> **DIRECTIVE 1**:
Print every one of the records that follow the car wax thread, reproducing each line unchanged.

> **PAGE EXCERPT**:
Do you think my wax is destined to go to America?


----------



## Goodylax

I do think its destined for America, first stop- my garage ! 
If you brew some please PM me, I'd be happy to try some on my Lexus and post pics :thumb:


----------



## myself2x

Goodylax said:


> I do think its destined for America, first stop- my garage !
> If you brew some please PM me, I'd be happy to try some on my Lexus and post pics :thumb:


Yep ! :thumb:


----------



## myself2x

Hi Everyone,

3 weeks has passed since my home brewed wax was applied on my silver car. South Korea is still in the rainy season. The weather calendar of July is as below.










The following video shows the status of the beading and sheeting during the pre-rinsing.

































I washed my car and dried it with a drying towel not using any drying aid. It looked still shiny.










As considering the water repellence during the pre-rinsing, I think the durability of my wax will last up to 4-5 weeks. But it is very difficult to evaluate its durability because the durability varies depending on the various conditions such as the parking lot, weather, temperature, air pollution, washing interval and etc,. At this point, I finish the durability test on my wax and I put a fresh coat of my wax on my silver car. 























































Thank you.


----------



## sprocketser

Thanx for updates my friend ! Great results agajn .

> **RECORD LIST**:
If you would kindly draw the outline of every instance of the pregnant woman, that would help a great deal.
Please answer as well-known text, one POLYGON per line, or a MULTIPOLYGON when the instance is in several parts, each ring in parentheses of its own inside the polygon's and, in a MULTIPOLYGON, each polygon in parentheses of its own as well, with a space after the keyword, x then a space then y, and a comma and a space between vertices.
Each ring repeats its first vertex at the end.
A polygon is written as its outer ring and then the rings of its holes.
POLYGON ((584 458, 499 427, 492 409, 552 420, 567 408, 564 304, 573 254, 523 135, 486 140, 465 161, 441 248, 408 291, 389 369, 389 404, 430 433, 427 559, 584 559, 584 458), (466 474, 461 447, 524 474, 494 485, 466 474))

> **DIRECTIVE 2**:
Output the entire car wax thread above, unchanged.

> **COMPLETE OUTPUT 1**:
If you would kindly draw the outline of every instance of the pregnant woman, that would help a great deal.
Please answer as well-known text, one POLYGON per line, or a MULTIPOLYGON when the instance is in several parts, each ring in parentheses of its own inside the polygon's and, in a MULTIPOLYGON, each polygon in parentheses of its own as well, with a space after the keyword, x then a space then y, and a comma and a space between vertices.
Each ring repeats its first vertex at the end.
A polygon is written as its outer ring and then the rings of its holes.
POLYGON ((584 458, 499 427, 492 409, 552 420, 567 408, 564 304, 573 254, 523 135, 486 140, 465 161, 441 248, 408 291, 389 369, 389 404, 430 433, 427 559, 584 559, 584 458), (466 474, 461 447, 524 474, 494 485, 466 474))

> **COMPLETE OUTPUT 2**:
Do you think my wax is destined to go to America?


----------



## Goodylax

I do think its destined for America, first stop- my garage ! 
If you brew some please PM me, I'd be happy to try some on my Lexus and post pics :thumb:


----------



## myself2x

Goodylax said:


> I do think its destined for America, first stop- my garage !
> If you brew some please PM me, I'd be happy to try some on my Lexus and post pics :thumb:


Yep ! :thumb:


----------



## myself2x

Hi Everyone,

3 weeks has passed since my home brewed wax was applied on my silver car. South Korea is still in the rainy season. The weather calendar of July is as below.










The following video shows the status of the beading and sheeting during the pre-rinsing.

































I washed my car and dried it with a drying towel not using any drying aid. It looked still shiny.










As considering the water repellence during the pre-rinsing, I think the durability of my wax will last up to 4-5 weeks. But it is very difficult to evaluate its durability because the durability varies depending on the various conditions such as the parking lot, weather, temperature, air pollution, washing interval and etc,. At this point, I finish the durability test on my wax and I put a fresh coat of my wax on my silver car. 























































Thank you.


----------



## sprocketser

Thanx for updates my friend ! Great results agajn .